→ **Extracted records**
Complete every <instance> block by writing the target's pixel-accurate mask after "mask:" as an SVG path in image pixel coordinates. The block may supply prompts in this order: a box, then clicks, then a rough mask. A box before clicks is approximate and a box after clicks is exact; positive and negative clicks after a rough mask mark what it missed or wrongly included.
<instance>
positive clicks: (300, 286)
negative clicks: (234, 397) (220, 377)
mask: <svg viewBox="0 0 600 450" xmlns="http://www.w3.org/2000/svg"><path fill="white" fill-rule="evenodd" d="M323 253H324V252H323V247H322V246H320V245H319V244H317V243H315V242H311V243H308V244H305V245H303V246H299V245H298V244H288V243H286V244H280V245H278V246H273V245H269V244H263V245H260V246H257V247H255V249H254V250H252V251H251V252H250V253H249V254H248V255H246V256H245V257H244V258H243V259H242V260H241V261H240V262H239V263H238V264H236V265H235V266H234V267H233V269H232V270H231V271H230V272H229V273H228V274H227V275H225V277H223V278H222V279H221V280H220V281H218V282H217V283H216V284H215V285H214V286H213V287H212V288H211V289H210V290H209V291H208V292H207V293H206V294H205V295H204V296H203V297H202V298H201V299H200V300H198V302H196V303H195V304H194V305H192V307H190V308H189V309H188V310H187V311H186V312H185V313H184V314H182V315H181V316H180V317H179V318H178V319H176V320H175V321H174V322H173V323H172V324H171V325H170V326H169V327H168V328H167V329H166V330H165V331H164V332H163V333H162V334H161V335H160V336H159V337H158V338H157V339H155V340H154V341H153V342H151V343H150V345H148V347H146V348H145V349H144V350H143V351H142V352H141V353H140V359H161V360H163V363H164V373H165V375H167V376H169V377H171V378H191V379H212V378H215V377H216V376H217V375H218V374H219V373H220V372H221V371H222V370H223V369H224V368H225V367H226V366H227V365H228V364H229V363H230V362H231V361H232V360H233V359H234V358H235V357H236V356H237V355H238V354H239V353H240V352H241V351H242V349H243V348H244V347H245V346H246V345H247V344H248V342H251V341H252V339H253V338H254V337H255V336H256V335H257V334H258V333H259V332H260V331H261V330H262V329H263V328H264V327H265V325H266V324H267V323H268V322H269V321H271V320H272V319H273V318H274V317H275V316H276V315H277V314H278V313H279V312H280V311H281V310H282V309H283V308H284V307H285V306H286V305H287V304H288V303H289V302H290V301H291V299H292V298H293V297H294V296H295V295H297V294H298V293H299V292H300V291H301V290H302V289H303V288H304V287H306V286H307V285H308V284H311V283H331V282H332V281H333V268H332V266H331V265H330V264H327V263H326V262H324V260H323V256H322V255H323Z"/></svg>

→ **Requirement**
Copy out the records above word for word, leaving every line unchanged.

→ **Exercise output**
Complete every <instance> block by writing the target's pixel-accurate mask after "mask:" as an SVG path in image pixel coordinates. The block may supply prompts in this order: a box, then clicks, then a rough mask. A box before clicks is approximate and a box after clicks is exact; positive and negative clicks after a rough mask mark what it missed or wrongly included.
<instance>
positive clicks: (300, 286)
negative clicks: (234, 397) (220, 377)
mask: <svg viewBox="0 0 600 450" xmlns="http://www.w3.org/2000/svg"><path fill="white" fill-rule="evenodd" d="M323 253H324V252H323V247H322V246H320V245H319V244H317V243H315V242H311V243H308V244H305V245H303V246H299V245H298V244H288V243H286V244H280V245H278V246H273V245H269V244H263V245H260V246H257V247H255V249H254V250H252V251H251V252H250V253H249V254H248V255H246V256H245V257H244V258H243V259H242V260H241V261H240V262H239V263H238V264H236V265H235V266H234V267H233V269H232V270H231V271H230V272H229V273H228V274H227V275H225V277H223V278H222V279H221V280H220V281H218V282H217V283H216V284H215V285H214V286H213V287H212V288H211V289H210V290H209V291H208V292H207V293H206V294H205V295H204V296H203V297H202V298H201V299H200V300H198V302H196V303H195V304H194V305H192V307H190V308H189V309H188V310H187V311H186V312H185V313H184V314H182V315H181V316H180V317H179V318H178V319H176V320H175V321H174V322H173V323H172V324H171V325H170V326H169V327H168V328H167V329H166V330H165V331H164V332H163V333H162V334H161V335H160V336H159V337H158V338H157V339H155V340H154V341H153V342H151V343H150V345H148V347H146V348H145V349H144V350H143V351H142V352H141V353H140V359H161V360H163V363H164V373H165V375H167V376H169V377H171V378H191V379H212V378H215V377H216V376H217V375H218V374H219V373H220V372H221V371H222V370H223V369H224V368H225V367H226V366H227V365H228V364H229V363H230V362H231V361H232V360H233V359H234V358H235V357H236V356H237V355H238V354H239V353H240V352H241V351H242V349H243V348H244V347H245V346H246V345H247V344H248V342H251V341H252V339H253V338H254V337H255V336H256V335H257V334H258V333H259V332H260V331H261V330H262V329H263V328H264V327H265V325H266V324H267V323H268V322H269V321H271V320H272V319H273V318H274V317H275V316H276V315H277V314H278V313H279V312H280V311H281V310H282V309H283V308H284V307H285V306H286V305H287V304H288V303H289V302H290V301H291V299H292V298H293V297H294V296H295V295H297V294H298V293H299V292H300V291H301V290H302V289H303V288H304V287H306V286H307V285H308V284H311V283H331V282H332V281H333V268H332V266H331V265H330V264H327V263H326V262H324V260H323V256H322V255H323Z"/></svg>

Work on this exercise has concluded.